Reproduce every one of the following entries word for word, with each line and number unchanged.
--------
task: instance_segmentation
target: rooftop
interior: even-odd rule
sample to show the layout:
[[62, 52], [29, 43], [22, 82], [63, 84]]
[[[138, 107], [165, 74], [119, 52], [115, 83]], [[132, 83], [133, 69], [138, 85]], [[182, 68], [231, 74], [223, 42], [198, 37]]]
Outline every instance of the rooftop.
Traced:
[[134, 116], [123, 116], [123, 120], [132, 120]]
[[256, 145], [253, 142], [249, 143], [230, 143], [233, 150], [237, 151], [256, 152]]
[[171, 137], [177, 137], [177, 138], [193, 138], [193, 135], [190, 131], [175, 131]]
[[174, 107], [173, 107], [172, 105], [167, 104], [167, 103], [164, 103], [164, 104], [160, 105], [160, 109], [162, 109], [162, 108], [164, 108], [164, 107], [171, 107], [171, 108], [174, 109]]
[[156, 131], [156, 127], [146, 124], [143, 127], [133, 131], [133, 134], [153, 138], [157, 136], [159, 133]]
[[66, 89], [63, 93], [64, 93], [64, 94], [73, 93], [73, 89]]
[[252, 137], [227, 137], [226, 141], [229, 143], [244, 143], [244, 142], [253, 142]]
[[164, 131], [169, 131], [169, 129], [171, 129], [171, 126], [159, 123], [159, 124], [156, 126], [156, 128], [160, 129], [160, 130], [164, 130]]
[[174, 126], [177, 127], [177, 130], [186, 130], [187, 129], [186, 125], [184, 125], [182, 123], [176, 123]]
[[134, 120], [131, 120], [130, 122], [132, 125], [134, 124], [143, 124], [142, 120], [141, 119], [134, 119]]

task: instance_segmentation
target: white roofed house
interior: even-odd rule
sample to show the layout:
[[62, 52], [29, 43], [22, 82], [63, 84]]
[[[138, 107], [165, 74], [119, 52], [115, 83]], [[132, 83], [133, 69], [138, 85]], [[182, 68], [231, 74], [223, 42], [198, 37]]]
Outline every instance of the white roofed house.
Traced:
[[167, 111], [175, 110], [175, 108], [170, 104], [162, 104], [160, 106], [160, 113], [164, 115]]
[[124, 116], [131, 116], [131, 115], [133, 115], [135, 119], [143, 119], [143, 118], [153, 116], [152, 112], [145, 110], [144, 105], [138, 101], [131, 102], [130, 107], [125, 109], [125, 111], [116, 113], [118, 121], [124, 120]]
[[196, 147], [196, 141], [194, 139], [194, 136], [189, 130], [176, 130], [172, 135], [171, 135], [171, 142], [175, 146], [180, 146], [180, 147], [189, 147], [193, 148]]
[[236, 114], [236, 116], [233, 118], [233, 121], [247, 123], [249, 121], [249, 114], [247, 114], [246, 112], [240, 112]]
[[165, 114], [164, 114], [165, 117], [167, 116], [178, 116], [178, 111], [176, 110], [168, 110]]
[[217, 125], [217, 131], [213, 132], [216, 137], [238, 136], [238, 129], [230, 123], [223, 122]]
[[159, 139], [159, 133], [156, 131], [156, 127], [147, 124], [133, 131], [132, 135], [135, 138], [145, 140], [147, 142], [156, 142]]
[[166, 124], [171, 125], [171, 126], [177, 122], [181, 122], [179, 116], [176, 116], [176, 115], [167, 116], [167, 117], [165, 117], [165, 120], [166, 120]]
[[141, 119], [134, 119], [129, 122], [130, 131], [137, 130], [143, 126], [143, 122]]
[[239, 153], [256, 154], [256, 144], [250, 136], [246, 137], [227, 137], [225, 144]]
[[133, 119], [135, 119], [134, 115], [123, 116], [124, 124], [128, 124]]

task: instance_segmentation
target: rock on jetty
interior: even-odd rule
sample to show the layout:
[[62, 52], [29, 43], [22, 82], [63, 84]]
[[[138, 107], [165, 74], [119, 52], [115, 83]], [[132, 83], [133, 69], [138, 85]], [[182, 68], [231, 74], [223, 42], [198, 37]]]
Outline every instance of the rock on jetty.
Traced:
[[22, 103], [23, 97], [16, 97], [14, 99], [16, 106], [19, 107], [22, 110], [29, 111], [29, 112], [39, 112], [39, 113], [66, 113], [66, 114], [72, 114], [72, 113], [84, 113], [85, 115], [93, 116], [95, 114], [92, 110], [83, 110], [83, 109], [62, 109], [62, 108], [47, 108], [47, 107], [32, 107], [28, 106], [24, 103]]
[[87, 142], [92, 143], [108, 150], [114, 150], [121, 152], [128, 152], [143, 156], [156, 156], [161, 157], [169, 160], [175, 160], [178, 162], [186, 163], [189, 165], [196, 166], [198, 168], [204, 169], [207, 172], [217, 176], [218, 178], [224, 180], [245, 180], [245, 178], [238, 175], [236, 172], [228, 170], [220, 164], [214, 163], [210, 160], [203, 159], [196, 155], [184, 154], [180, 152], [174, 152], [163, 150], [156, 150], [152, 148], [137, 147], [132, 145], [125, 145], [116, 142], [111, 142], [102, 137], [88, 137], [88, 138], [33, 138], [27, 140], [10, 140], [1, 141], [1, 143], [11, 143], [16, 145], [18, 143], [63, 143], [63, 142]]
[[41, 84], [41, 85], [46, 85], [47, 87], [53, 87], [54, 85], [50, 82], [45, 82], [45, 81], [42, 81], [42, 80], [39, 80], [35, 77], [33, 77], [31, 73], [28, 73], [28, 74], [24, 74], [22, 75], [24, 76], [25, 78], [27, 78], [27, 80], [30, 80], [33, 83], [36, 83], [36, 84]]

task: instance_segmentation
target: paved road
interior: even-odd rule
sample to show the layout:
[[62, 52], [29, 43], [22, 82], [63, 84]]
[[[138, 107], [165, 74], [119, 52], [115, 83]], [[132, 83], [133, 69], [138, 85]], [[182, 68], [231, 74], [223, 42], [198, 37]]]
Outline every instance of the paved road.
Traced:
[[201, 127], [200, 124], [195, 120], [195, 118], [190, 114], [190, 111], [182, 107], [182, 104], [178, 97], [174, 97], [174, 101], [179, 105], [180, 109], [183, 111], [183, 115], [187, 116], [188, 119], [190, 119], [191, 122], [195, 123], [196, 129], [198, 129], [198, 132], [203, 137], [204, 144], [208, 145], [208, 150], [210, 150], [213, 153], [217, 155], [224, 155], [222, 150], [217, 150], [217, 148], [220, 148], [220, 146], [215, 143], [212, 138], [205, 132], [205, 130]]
--------
Right answer |
task: instance_segmentation
target: rooftop
interior: even-odd rule
sample to show the layout:
[[62, 52], [29, 43], [22, 82], [63, 84]]
[[[138, 107], [165, 74], [119, 52], [115, 83]], [[132, 83], [133, 69], [138, 85]], [[182, 68], [231, 74], [223, 42], [198, 37]]]
Outline every instance of the rooftop.
Traced:
[[134, 116], [123, 116], [123, 120], [132, 120]]
[[256, 145], [253, 142], [249, 143], [230, 143], [233, 150], [237, 151], [256, 152]]
[[171, 137], [177, 137], [177, 138], [193, 138], [193, 135], [190, 131], [175, 131]]
[[174, 107], [173, 107], [172, 105], [167, 104], [167, 103], [164, 103], [164, 104], [160, 105], [160, 109], [162, 109], [162, 108], [164, 108], [164, 107], [171, 107], [171, 108], [174, 109]]
[[156, 131], [156, 127], [146, 124], [143, 127], [133, 131], [133, 134], [153, 138], [157, 136], [159, 133]]
[[66, 89], [63, 93], [64, 93], [64, 94], [73, 93], [73, 89]]
[[252, 137], [227, 137], [226, 141], [229, 143], [244, 143], [244, 142], [253, 142]]
[[164, 131], [169, 131], [169, 129], [171, 129], [171, 126], [159, 123], [159, 124], [156, 126], [156, 128], [160, 129], [160, 130], [164, 130]]
[[174, 126], [177, 127], [177, 130], [186, 130], [187, 129], [186, 125], [184, 125], [182, 123], [176, 123]]
[[134, 120], [131, 120], [130, 122], [132, 125], [134, 124], [143, 124], [142, 120], [141, 119], [134, 119]]

task: instance_segmentation
target: white roofed house
interior: even-odd rule
sample to show the layout:
[[62, 52], [29, 43], [22, 82], [63, 84]]
[[[138, 107], [165, 74], [119, 52], [115, 83]], [[132, 83], [133, 69], [138, 85]], [[182, 68], [231, 74], [223, 42], [198, 37]]]
Outline every instance of the white roofed house.
Traced:
[[167, 111], [175, 110], [175, 108], [170, 104], [162, 104], [160, 106], [160, 113], [164, 115]]
[[124, 116], [131, 116], [131, 115], [133, 115], [135, 119], [143, 119], [143, 118], [153, 116], [152, 112], [145, 110], [144, 105], [138, 101], [131, 102], [130, 107], [125, 109], [125, 111], [116, 113], [118, 121], [124, 120]]
[[196, 147], [196, 141], [194, 139], [194, 136], [189, 130], [176, 130], [172, 135], [171, 135], [171, 142], [175, 146], [180, 146], [180, 147], [189, 147], [193, 148]]
[[236, 114], [236, 116], [233, 118], [233, 121], [247, 123], [249, 121], [249, 114], [247, 114], [246, 112], [240, 112]]
[[165, 114], [164, 114], [165, 117], [167, 116], [178, 116], [178, 111], [176, 110], [168, 110]]
[[217, 125], [217, 131], [213, 132], [216, 137], [238, 136], [238, 129], [230, 123], [223, 122]]
[[159, 139], [159, 133], [156, 131], [156, 127], [147, 124], [133, 131], [132, 135], [135, 138], [145, 140], [147, 142], [156, 142]]
[[166, 124], [171, 125], [171, 126], [177, 122], [181, 122], [179, 116], [176, 116], [176, 115], [167, 116], [167, 117], [165, 117], [165, 120], [166, 120]]
[[141, 119], [134, 119], [129, 122], [130, 131], [137, 130], [143, 126], [143, 122]]
[[239, 153], [256, 154], [256, 144], [250, 136], [246, 137], [227, 137], [225, 144]]
[[133, 119], [135, 119], [134, 115], [123, 116], [124, 124], [128, 124]]

task: instance_segmentation
target: rock on jetty
interior: even-odd rule
sample to show the layout:
[[62, 52], [29, 43], [22, 82], [63, 84]]
[[[138, 107], [165, 74], [119, 52], [115, 83]], [[132, 83], [133, 69], [138, 85]], [[182, 68], [231, 74], [223, 42], [198, 37]]]
Outline every instance of the rock on jetty.
Traced:
[[22, 103], [23, 97], [16, 97], [14, 99], [16, 106], [19, 107], [22, 110], [29, 111], [29, 112], [39, 112], [39, 113], [66, 113], [66, 114], [72, 114], [72, 113], [84, 113], [85, 115], [93, 116], [95, 114], [92, 110], [83, 110], [83, 109], [62, 109], [62, 108], [47, 108], [47, 107], [32, 107], [28, 106], [24, 103]]
[[87, 142], [92, 143], [108, 150], [114, 150], [121, 152], [128, 152], [143, 156], [156, 156], [161, 157], [169, 160], [175, 160], [178, 162], [186, 163], [189, 165], [196, 166], [198, 168], [204, 169], [207, 172], [217, 176], [218, 178], [224, 180], [245, 180], [245, 178], [238, 175], [236, 172], [228, 170], [220, 164], [214, 163], [210, 160], [203, 159], [196, 155], [184, 154], [180, 152], [174, 152], [163, 150], [156, 150], [152, 148], [137, 147], [132, 145], [125, 145], [116, 142], [111, 142], [102, 137], [88, 137], [88, 138], [33, 138], [27, 140], [10, 140], [1, 141], [1, 143], [11, 143], [16, 145], [18, 143], [63, 143], [63, 142]]
[[41, 84], [41, 85], [46, 85], [47, 87], [53, 87], [54, 85], [50, 82], [45, 82], [45, 81], [42, 81], [42, 80], [39, 80], [35, 77], [33, 77], [31, 73], [28, 73], [28, 74], [24, 74], [22, 75], [24, 76], [25, 78], [27, 78], [27, 80], [30, 80], [33, 83], [36, 83], [36, 84]]

task: instance_segmentation
target: paved road
interior: even-odd rule
sample to show the layout:
[[62, 52], [29, 43], [22, 82], [63, 84]]
[[[138, 107], [165, 74], [119, 52], [115, 83]], [[132, 83], [133, 69], [138, 85]], [[182, 68], [231, 74], [223, 42], [198, 37]]]
Outline every instance of the paved road.
Traced:
[[201, 127], [200, 124], [195, 120], [195, 118], [190, 114], [190, 111], [182, 107], [182, 104], [178, 97], [174, 97], [174, 101], [179, 105], [180, 109], [183, 111], [183, 115], [187, 116], [188, 119], [190, 119], [191, 122], [195, 123], [196, 129], [198, 129], [198, 132], [203, 137], [204, 144], [208, 145], [208, 150], [210, 150], [213, 153], [217, 155], [224, 155], [222, 150], [217, 150], [217, 148], [220, 148], [220, 146], [215, 143], [212, 138], [205, 132], [205, 130]]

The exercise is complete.